▶ **TEXT TO READ**
“At Christmas play and make good cheer, For Christmas comes but once a year” (Thomas Tusser)
Although winter celebrations had been a part of people’s lives for millennia (at least in the Northern Hemisphere where it marked the turning of the year), many of the traditions of modern Christmas were inspired by two literary works. C.S. Lewis wrote in 1957 that there were three versions of Christmas: religious festival, merry holiday and commercial racket, and while the first two go back long before modern times, the last can definitely be blamed on these two works.
A Visit from St Nicholas (known by most people by its first line “’Twas the night before Christmas”) was first published anonymously in 1823, and finally attributed to Clement Clarke Moore in 1837 (although there is some evidence that others contributed to the poem). It is is the best known poem in English, and had a huge impact on Christmas traditions in America and beyond, especially after it began to be reprinted in newspapers and journals a few years after being written.
Specifically, The Night Before Christmas shaped modern conceptions of Santa Claus (St Nicholas) from that time until now and also the custom of Christmas gift-giving. Saint Nicholas is the patron saint of children, among many other groups of people (including merchants!), and his Saint Day of 6 December was handily merged with traditions of midwinter celebrations.
Moore’s version of Santa Claus was influenced by Sinterklaas, who is still important in Dutch culture and also parts of Belgium, Luxembourg and Northern France. Sinterklaas can be traced back to 1810, but is probably older, appearing in a poem published in New York of all places! St Nicholas was known for secret gift-giving (which he used for political influence) and this was incorporated into the figure of Sinterklaas and ultimately Santa Claus.

▶ **EXTRACTED ENTRIES**

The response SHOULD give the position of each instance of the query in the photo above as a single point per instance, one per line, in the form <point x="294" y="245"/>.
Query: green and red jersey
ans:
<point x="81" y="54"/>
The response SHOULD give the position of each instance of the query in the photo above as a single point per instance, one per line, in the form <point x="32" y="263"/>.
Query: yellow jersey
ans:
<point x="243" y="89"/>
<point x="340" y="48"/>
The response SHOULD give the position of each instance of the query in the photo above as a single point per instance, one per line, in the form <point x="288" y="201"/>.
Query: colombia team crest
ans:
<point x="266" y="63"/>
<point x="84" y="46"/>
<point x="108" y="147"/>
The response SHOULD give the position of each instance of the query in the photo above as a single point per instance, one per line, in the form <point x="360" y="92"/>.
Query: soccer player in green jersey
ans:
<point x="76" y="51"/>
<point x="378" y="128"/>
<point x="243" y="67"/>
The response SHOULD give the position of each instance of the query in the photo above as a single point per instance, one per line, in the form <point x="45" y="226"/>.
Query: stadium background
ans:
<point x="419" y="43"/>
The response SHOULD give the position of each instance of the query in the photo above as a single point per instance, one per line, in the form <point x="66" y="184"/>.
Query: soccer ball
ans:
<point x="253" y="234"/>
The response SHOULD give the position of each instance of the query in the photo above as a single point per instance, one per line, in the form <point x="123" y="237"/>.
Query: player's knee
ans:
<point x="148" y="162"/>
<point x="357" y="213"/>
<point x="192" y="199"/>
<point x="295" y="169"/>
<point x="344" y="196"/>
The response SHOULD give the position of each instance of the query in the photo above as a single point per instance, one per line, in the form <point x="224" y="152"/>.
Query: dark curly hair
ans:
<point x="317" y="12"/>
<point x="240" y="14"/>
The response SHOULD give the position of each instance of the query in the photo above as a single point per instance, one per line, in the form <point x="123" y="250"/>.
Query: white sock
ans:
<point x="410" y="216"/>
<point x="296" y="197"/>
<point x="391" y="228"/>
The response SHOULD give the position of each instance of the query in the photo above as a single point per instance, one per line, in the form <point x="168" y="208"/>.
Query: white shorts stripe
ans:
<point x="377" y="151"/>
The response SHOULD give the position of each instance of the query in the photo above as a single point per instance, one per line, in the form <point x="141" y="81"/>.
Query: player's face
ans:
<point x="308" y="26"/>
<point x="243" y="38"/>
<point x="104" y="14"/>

▶ **PROBLEM SET**
A - In the passage on Christmas traditions, what year was A Visit from St Nicholas first published?
B - Please list the three versions of Christmas that C.S. Lewis described, according to the passage on Christmas traditions.
Answer from the passage on Christmas traditions alone.

▶ **WORKED ANSWERS**
A - 1823

B - Religious festival, merry holiday, commercial racket